--- Request 1 ---
Pull out every line in the records that contains the word "undergrowth".

── Extract provided

Contracts – Spring 2013 (Baradaran)

I.       The Agreement Process Cont’d
A.      Agreements to Agree
1.      Agreements to Agree can be enforceable depending on the reasonable intent of the parties (Did parties have an understanding that they would be bound?
2.      2 types:
i.        Memorial of an agreement (BINDING)
ii.      Preliminary negotiation (NOT BINDING)
3.      RST § 27: Manifestations of assents are sufficient to conclude a K even if the parties show an intention to write a written memorial thereof, but the circumstances may also show that the agreements is merely preliminary negotiations.
i.         Comment c: factors in determining whether a k has been concluded (CAN be shown by oral testimony or extrinsic evidence)
a.      Extent to which express agreement has been reached on all terms to be included
b.      Whether k is a type usually in writing
c.       Whether needs formal writing for full expression
d.      Few/many details
e.      $ large or small
f.        common/unusual k
g.      standard form k
h.      any preparation for performance
4.      Cases:
i.        Arnold Palmer Golf Co. v. Fuqua Industries:  letter of intent (in addition to surrounding circumstances) deemed to be sufficient to be binding
a.      Factors that showed letter of intent was binding:
1.      language – “will”
2.      extensive doc
3.      defined terms, most terms agreed on
4.      gen. understanding of how things will go
5.      press release (extrinsic evidence – evidence outside the agreement)
b.      applying RST § 27:
1.      large amt
2.      should fully be in writing
3.      unusual k b/c of 3rd party
ii.       Empro Manufacturing Co, Inc. v. Ball-Co Manufacturing:  letter of intent called for future clarifications and therefore could not show that parties’ intent to be bound. – terms have to be certain.
a.       Empro originally designed K to be non-enforceable, but it was Ball-Co that ended up wanting out
1.       K language:
i.         “Subject to” language — approval by shareholders, board of directions
ii.       Vague “satisfaction of certain conditions” clause
iii.      general terms and conditions lacking
iv.     “return of $5k in the event of no transaction”
b.      Empro’s arg:
1.       we intended (state of minds) to be bound – subjective
2.       Ct response: this isn’t valid – we never look @ subjective
B.      Indefiniteness
1.       UCC § 2-204(3)
i.         Even if one or more terms are left open, K for sale will not fail for indefiniteness if the parties have intended to make K and there is a reasonably certain basis for appropriate remedy.
a.       Cts can fill in gaps in Ks
1.       More likely to fill in price gaps than quantity gaps b/c there is an objective fair market for price, where quantity is more subjective
2.       Exception:
i.         Metro v. May Oil Burner
a.       Ct does fill in quantity b/c they can base off history of conduct
2.       COMMON LAW Indefiniteness
i.         Joseph Martin, Jr. Delicatessen, Inc. v. Schumacher:  renewal clause in a lease “to be agreed upon” was not enforceable b/c of indefiniteness. (FAILED FOR INDEFINITENESS)
a.       Reasoning: Ct can’t step in and determine terms
1.       K too vague (problem of definiteness)

────

--- Request 2 ---
Carry the contracts outline forward, starting after its final entry.

── Excerpted data

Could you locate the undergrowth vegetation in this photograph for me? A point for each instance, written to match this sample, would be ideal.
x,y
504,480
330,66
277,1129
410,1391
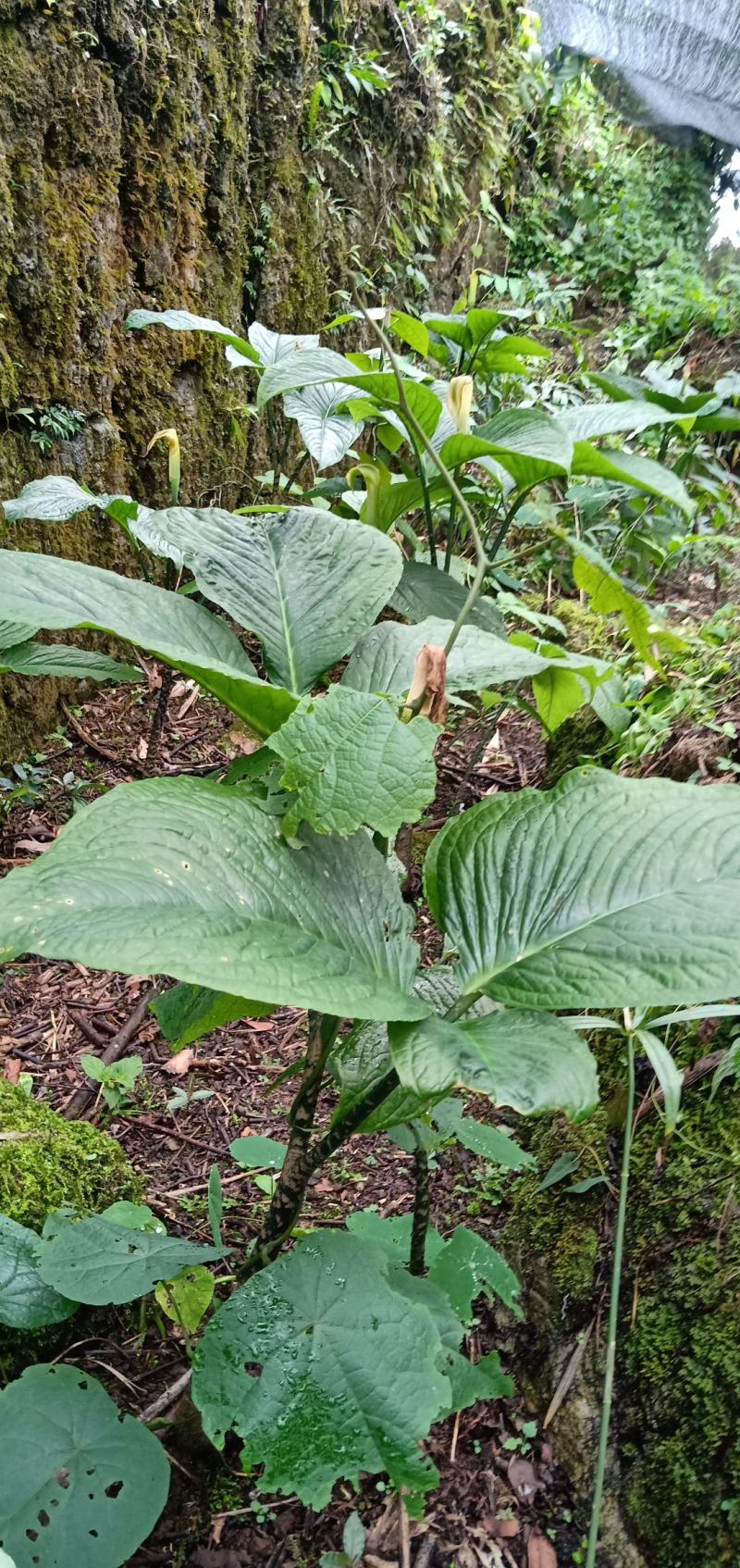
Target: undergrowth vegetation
x,y
446,499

────

--- Response 1 ---
Could you locate the undergrowth vegetation in this photograph for me? A point for each instance, written to match this sample, would be ideal.
Target: undergrowth vegetation

--- Response 2 ---
i.         If parties wanted to stay bound even when they can’t agree on rent, could have put a way to determine rent in, such as:
ii.       Appraiser
iii.      FMV
iv.     Arbitrator
v.       Even if the word “reasonable” was used, at least a Ct factfinder would have an objective basis and intent to stay bound would be shown
i.         Metro v. May Oil Burner
a.       Ct does fill in quantity b/c they can base off history of conduct
3.       Farnsworth: requirement of definiteness poses serious problems if highly relational exchanges are to be forced into the mold of traditional Ks analysis.
i.         “Relational” exchanges occur through time in a process of continuous interaction between the parties.
1.       Battle of the forms basics
i.        Occurs when offer and acceptance form K’S have mismatched standard terms
ii.      Only applies in the exchange of goods
iii.    Always governed by UCC
2.       2 Questions to Ask in every battle of the forms:
i.         Was a K formed?
a.       CL
b.      UCC
ii.       If so, what terms govern?
a.       Acceptance or Counter-Offer?
3.       Form K’s create problems of conflicting terms.
i.         To Avoid:
a.       Don’t bury favored terms in boiler-plate clauses;
b.      make acceptance conditional;
c.       communicated w/ other party to ensure forms have identical terms/meanings;
d.       have other party sign specific clause in overall agreement;
e.      return to old school or having K signed by both parties w/ mutually agreed to terms.
4.       Common Law: Mirror image rule! No K formed if offer & acceptance are not mirror images! Not practical so use UCC 2-207
5.       UCC 2-207: Add’l Terms in Acceptance or Confirmation
i.         4 routes to K formation in UCC 2-207:
a.       2-207(1)
Route A: definite expression of acceptance which may have varying terms (offer and acceptance)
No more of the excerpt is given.